From the genome abstract below, list the categories the GO Term annotation revealed that relate to salinity regulation processes.

Start of Document excerpt

De novo genome hybrid assembly and annotation of the endangered and euryhaline fish Aphanius iberus (Valenciennes, 1846) with identification of genes potentially involved in salinity adaptation.

Abstract

Background: The sequencing of non-model species has increased exponentially in recent years, largely due to the advent of novel sequencing technologies. In this study, we construct the Reference Genome of the Spanish toothcarp (Aphanius iberus (Valenciennes, 1846)), a renowned euryhaline fish species. This species is native to the marshes along the Mediterranean coast of Spain and has been threatened with extinction as a result of habitat modification caused by urbanization, agriculture, and its popularity among aquarium hobbyists since the mid-twentieth century. It is also one of the first Reference Genome for Euro-Asian species within the globally distributed order Cyprinodontiformes. Additionally, this effort aims to enhance our comprehension of the species' evolutionary ecology and history, particularly its remarkable adaptations that enable it to thrive in diverse and constantly changing inland aquatic environments.

Results: A hybrid assembly approach was employed, integrating PacBio long-read sequencing with Illumina short-read data. In addition to the assembly, an extensive functional annotation of the genome is provided by using AUGUSTUS, and two different approaches (InterProScan and Sma3s). The genome size (1.15 Gb) is consistent with that of the most closely related species, and its quality and completeness, as assessed with various methods, exceeded the suggested minimum thresholds, thus confirming the robustness of the assembly. When conducting an orthology analysis, it was observed that nearly all genes were grouped in orthogroups that included genes of genetically similar species. GO Term annotation revealed, among others, categories related with salinity regulation processes (ion transport, transmembrane transport, membrane related terms or calcium ion binding).

Conclusions: The integration of genomic data with predicted genes presents future research opportunities across multiple disciplines, such as physiology, reproduction, disease, and opens up new avenues for future studies in comparative genomic studies. Of particular interest is the investigation of genes potentially associated with salinity adaptation, as identified in this study. Overall, this study contributes to the growing database of Reference Genomes, provides valuable information that enhances the knowledge within the order Cyprinodontiformes, and aids in improving the conservation status of threatened species by facilitating a better understanding of their behavior in nature and optimizing resource allocation towards their preservation.

End of Document excerpt
Start of Material provided

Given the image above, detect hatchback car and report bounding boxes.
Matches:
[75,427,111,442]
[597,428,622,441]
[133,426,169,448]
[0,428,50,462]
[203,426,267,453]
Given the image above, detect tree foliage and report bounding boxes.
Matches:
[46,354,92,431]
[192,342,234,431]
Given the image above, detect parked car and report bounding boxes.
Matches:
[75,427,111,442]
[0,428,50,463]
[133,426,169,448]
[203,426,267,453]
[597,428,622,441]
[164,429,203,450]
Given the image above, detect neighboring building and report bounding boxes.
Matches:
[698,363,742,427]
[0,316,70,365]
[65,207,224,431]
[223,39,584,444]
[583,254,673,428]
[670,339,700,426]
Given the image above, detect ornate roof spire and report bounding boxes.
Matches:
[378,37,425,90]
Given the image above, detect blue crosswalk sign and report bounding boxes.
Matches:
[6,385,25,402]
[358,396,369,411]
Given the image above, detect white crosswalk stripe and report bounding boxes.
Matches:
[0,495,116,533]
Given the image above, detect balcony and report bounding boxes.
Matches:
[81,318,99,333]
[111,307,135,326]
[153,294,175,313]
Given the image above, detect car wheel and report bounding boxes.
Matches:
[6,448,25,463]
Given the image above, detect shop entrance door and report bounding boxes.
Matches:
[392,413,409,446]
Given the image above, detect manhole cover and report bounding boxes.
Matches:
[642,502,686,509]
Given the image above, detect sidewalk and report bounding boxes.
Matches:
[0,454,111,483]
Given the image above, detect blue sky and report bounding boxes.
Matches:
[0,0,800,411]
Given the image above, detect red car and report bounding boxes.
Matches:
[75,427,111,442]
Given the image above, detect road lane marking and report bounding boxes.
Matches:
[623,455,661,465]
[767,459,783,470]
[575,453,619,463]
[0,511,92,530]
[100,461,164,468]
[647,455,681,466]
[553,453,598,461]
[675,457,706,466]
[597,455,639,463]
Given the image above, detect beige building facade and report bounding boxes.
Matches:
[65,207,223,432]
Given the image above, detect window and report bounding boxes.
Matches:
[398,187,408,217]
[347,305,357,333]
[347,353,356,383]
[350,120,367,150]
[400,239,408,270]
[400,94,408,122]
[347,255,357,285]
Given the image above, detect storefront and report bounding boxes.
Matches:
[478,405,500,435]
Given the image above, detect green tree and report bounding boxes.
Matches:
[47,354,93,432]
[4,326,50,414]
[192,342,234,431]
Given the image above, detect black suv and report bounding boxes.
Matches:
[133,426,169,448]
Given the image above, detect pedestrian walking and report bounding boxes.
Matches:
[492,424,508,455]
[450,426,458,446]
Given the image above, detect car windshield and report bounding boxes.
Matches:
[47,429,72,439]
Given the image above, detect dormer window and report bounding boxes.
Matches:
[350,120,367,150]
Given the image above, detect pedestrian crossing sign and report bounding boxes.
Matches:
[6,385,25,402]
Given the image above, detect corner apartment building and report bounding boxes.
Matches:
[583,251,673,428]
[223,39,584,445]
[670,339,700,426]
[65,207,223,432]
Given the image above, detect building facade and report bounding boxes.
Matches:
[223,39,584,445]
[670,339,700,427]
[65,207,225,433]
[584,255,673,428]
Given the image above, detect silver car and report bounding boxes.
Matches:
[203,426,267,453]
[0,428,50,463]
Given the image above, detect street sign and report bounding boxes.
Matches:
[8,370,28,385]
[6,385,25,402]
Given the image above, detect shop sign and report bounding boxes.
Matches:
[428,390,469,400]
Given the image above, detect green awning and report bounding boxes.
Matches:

End of Material provided

Answer for the task ▸
ion transport
transmembrane transport
membrane related terms
calcium ion binding